* _Written exercise 1_: In the blog post about the Dance Exchange master class, what word did Kathleen Hermesdorf say is only two letters different from "exercise"?
* _Written exercise 2_: Write the next part of the blog post about the Dance Exchange master class, picking up right after its final sentence.

This is a repost of a blog written by John Schratwieser, Executive Director of Maryland Citizens for the Arts, who came to the master class with Kathleen Hermesdorf held at Dance Exchange recently to observe. Here he reflects on some of what he walked away with after the class, and the importance of art in our everyday lives. To read the full article, and other writings by John, go here: http://culturehappens.blogspot.com/2013/11/it-has-been-really-long-time-since-i.html
originally posted on November 6, 2013.
It has been a really long time since I last posted… in fact, the last post was before I took my current job almost 3 and a half years ago.
Culture Happens! was supposed to be my opportunity to translate my experiences of the arts in our culture into interesting and hopefully helpful stories. Never have I been more motivated to come back to writing this than I was on Saturday, November 2, 2013. Why? Because I was HERE:
Yep. DANCE EXCHANGE, in Takoma Park, MD, Founded by the visionary choreographer Liz Lerman. I came to DE to experience a “Master Class” given by Kathleen Hermesdorf. The two hour class was transformational (even for this observer who is sick over the fact that he did not participate in the class – oh vanity!) Kathleen’s philosophy seems to come from a focus on the whole human. She began simply by awakening the body and engaging the breath. DE prides itself on GATHERING / MOVING / MAKING. What else is there I ask you? This community of people; regular, everyday people… no Prima’s in the room that I could tell (yes some had real dance training but not all) came together to share an experience that would make their days better, richer, easier, harder, happier, more interesting, more complete. In my notes, which I frantically typed on my iPhone, without my glasses…, I wrote Kathleen’s words, which she repeated during the first exercise: “The Breath, The Body, The Mind, The Movement. Give and Take. A Community Shares. The Breath, The Body, The Mind, The Movement.” I will not presume to give a common explanation for this statement because I believe it hit me, and everyone else in the room in ways as unique as each of us. Ninety minutes of intense movement and focus followed the first exercise… which was exercise… which, Kathleen pointed out, is only two letters different than exorcism. The next 90 minutes were about Feeling, Form & Function, the Floor, and Force & Flow. It was beautiful.

Pointing records for named objects

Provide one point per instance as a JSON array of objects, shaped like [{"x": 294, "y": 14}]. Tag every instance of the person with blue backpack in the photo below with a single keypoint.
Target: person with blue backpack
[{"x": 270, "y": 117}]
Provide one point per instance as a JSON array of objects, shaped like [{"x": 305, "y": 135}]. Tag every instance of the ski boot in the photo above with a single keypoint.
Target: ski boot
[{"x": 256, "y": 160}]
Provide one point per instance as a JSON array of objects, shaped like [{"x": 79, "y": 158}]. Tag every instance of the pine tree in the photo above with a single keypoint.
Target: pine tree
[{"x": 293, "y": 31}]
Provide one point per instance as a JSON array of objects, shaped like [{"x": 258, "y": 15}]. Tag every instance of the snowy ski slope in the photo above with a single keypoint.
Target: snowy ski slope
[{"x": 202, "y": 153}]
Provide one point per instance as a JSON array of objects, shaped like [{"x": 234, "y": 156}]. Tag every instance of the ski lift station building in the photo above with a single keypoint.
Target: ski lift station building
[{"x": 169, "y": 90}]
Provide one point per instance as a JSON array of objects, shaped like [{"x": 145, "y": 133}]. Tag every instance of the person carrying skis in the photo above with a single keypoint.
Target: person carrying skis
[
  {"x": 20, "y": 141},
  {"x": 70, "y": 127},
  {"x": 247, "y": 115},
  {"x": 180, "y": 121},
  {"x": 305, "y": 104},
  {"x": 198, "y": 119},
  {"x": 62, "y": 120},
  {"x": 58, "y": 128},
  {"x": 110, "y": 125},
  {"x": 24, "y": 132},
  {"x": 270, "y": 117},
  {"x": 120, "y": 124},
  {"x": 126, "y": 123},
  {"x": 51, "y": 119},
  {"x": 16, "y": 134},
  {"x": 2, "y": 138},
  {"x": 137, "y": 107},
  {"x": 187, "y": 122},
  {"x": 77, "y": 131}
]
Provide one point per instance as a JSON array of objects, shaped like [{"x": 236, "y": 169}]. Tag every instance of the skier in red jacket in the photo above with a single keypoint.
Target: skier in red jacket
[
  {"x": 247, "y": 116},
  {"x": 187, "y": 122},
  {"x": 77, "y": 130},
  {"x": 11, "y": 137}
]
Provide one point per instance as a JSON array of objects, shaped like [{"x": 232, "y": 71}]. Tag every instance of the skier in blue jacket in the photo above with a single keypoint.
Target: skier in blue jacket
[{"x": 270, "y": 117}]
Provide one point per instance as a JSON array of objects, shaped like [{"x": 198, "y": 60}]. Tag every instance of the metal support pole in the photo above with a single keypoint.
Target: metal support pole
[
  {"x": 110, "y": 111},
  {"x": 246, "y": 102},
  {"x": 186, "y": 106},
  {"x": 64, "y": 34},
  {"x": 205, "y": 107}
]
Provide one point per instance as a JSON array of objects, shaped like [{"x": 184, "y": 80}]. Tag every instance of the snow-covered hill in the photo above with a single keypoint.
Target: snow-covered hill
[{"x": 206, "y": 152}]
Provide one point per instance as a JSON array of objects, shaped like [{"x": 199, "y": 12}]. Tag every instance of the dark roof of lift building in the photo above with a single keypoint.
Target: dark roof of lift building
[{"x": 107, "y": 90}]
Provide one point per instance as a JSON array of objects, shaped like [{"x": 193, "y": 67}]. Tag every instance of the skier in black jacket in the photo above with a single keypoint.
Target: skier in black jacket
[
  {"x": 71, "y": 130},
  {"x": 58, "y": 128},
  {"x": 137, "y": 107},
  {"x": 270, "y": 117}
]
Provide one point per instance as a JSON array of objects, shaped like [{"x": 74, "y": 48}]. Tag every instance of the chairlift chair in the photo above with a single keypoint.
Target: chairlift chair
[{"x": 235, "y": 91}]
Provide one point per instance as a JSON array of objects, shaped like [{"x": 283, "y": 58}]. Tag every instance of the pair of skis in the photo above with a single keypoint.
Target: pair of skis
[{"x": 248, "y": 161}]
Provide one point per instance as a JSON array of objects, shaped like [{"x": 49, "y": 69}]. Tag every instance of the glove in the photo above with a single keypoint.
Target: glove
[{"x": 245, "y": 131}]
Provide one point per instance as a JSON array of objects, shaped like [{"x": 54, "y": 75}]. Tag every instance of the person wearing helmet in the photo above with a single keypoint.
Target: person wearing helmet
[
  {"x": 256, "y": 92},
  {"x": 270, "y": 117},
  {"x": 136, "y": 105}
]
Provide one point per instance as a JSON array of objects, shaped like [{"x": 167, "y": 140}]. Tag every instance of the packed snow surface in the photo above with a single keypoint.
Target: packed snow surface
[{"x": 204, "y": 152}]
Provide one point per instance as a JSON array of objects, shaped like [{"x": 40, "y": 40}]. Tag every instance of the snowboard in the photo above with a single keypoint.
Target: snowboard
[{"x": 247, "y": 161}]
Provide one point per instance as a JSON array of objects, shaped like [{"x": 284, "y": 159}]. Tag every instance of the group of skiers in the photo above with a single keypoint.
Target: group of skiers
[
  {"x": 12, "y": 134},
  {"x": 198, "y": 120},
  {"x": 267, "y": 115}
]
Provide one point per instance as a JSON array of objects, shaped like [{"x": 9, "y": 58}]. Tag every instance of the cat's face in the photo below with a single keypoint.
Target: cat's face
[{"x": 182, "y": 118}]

==

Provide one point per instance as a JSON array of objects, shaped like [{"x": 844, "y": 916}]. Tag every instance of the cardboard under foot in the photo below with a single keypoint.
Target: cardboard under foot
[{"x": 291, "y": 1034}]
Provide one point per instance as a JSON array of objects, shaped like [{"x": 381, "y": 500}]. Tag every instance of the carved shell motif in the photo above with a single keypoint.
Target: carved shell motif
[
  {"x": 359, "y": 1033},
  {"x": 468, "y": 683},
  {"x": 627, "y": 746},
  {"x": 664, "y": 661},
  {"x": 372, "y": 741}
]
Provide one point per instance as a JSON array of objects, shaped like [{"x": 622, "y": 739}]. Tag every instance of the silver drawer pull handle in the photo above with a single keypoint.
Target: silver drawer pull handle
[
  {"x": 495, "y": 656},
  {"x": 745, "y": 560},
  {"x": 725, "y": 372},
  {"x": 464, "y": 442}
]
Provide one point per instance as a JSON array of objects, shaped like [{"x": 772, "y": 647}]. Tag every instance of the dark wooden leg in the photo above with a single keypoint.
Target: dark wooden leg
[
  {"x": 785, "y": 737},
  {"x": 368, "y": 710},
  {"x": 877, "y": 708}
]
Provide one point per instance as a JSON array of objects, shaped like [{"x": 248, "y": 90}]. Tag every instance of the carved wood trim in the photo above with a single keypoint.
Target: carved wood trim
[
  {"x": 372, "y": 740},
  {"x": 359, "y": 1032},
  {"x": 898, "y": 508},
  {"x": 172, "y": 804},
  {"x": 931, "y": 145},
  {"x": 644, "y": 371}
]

* _Exercise result 1_: Exorcism.

* _Exercise result 2_:
In the spirit of Theatre Bay Area’s fantastic book Counting New Beans, I wanted to ask each participant how these two hours would change their day, week, life! Because I know it did/will… like all great art does. But for me, as an Arts Advocate, the message of the intrinsic value of the arts on our daily lives, and for the long term, is a message I and all advocates must translate into terms a lawmaker can understand… a lawmaker who’s primary objective is much more likely to be short term solutions to crisis rather than longterm policy changes, the benefits of which, may not be seen during that particular lawmakers term in office. DE and Kathleen gave me a swift kick in the right direction… but even this process of translating this message is a long term one…. and may not be realized until long after me.
Special Thanks to my friend Matthew Cumbie (Resident Artist/Education Coordinator at DE) for inviting me, and more, for inviting Kathleen!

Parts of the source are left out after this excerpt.